(SOURCE EXTRACT Opens)

Sunday, December 06, 2009

The Power of One Paisa

(Or How to Take Your City Back)

"Over the past 80 years we have been building cities for cars much more than for people. If only children had as much public space as cars, most cities in the world would become marvellous." Enrique Penalosa
Let me tell you a little story.
Vicks Vaporub – that doughty fighter of coughs and colds that has been a household name for decades.
Many years ago, this balm was packed in little, indigo-blue coloured glass bottles, made by only one company that had a very curious name – Paisa Fund Glass Works. But even more curious is how that name came to be.
About a hundred years, when the fire of the Swaraj and Swadeshi movement was being stoked, a poor school teacher from Ratnagiri calleded Antaji Damodar Kale came up with a revolutionary idea that would seed India’s first co-operative fund. It was to collect at least one paisa from every person and use the money to finance earn-‘n-learn educational programs that would in turn generate jobs. The idea caught the attention of the great Bal Gangadhar Tilak who promoted it so actively - even writing editorials about it in his immensely popular newspaper, the Kesari – that many people attributed the idea to him. But more importantly, it caught the imagination of the people. And so, travelling all over Maharashtra and parts of Gujarat, Kale collected 14,000 rupees, a huge fortune at the time.

(SOURCE EXTRACT Closes)
(ENTRIES SUPPLIED Opens)

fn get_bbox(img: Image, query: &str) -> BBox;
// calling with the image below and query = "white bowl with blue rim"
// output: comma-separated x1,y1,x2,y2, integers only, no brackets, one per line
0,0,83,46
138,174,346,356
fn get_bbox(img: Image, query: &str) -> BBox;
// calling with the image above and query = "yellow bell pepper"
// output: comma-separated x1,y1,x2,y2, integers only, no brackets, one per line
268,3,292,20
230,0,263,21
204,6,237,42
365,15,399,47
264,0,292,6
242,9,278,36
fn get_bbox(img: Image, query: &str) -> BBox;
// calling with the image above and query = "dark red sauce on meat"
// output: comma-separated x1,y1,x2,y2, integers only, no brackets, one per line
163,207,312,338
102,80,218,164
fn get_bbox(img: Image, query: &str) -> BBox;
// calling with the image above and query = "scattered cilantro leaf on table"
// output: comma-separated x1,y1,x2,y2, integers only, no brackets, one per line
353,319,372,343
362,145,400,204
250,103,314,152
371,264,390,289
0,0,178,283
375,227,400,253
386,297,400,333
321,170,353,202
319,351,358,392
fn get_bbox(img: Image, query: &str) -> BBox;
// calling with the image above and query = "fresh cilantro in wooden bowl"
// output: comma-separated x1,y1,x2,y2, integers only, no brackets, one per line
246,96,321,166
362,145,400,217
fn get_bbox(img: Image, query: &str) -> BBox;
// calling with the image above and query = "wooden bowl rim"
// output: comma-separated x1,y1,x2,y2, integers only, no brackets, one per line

(ENTRIES SUPPLIED Closes)

* **PROBLEM 1**
In the blog post about the Paisa Fund, how much money did Antaji Damodar Kale collect while traveling through Maharashtra and parts of Gujarat?
* **PROBLEM 2**
Go on with the blog post about the Paisa Fund from the point where it stops.

* **ANSWER SPACE 1**
14,000 rupees

* **ANSWER SPACE 2**
The money was used to set up a small glass-making unit, more of a training centre than anything else, but in about 3 years time, it became a fully-fledged commercial glass manufacturing factory – India’s very first. And they named it the Paisa Fund Glass Works! A hundred years later, even though the little indigo-blue bottles have now become plastic, Paisa Fund Glass Works is the only supplier of the glass lenses that change the colour of the millions of signals regulating traffic of over 18 million passengers and more than 2 million tonnes of freight that travel every day on the 63,327 kilometres of the Indian Railways
All this with just one paisa?
Yes.
In other words, never underestimate the might of the tiny drop. Not only does it make the ocean, it is also makes something called public will.
Which is nothing but a collection of our individual one-paisa worth of unshakeable, immutable belief that we can change things.
And that brings me to a second little story.
About a city called Bogota.
Capital of Colombia, nerve centre of the country’s economy, accounting for 30 percent of the country's GDP. And like so many such cities in developing countries, the gap between the quality of life of the rich and the vast majority of the poor is a chasm; luxury apartments and glittering shopping malls cheek-by-jowl with huge shanty towns and slums.
Bogota was also one of the 20 most polluted cities in the world, 30,000 tons of contaminants spewed into it everyday, making the New York Times dub it a “snarled, toxic and crime-ridden mess”. Bogotans themselves considered it a divine punishment to live in the city.
But that was till 1998.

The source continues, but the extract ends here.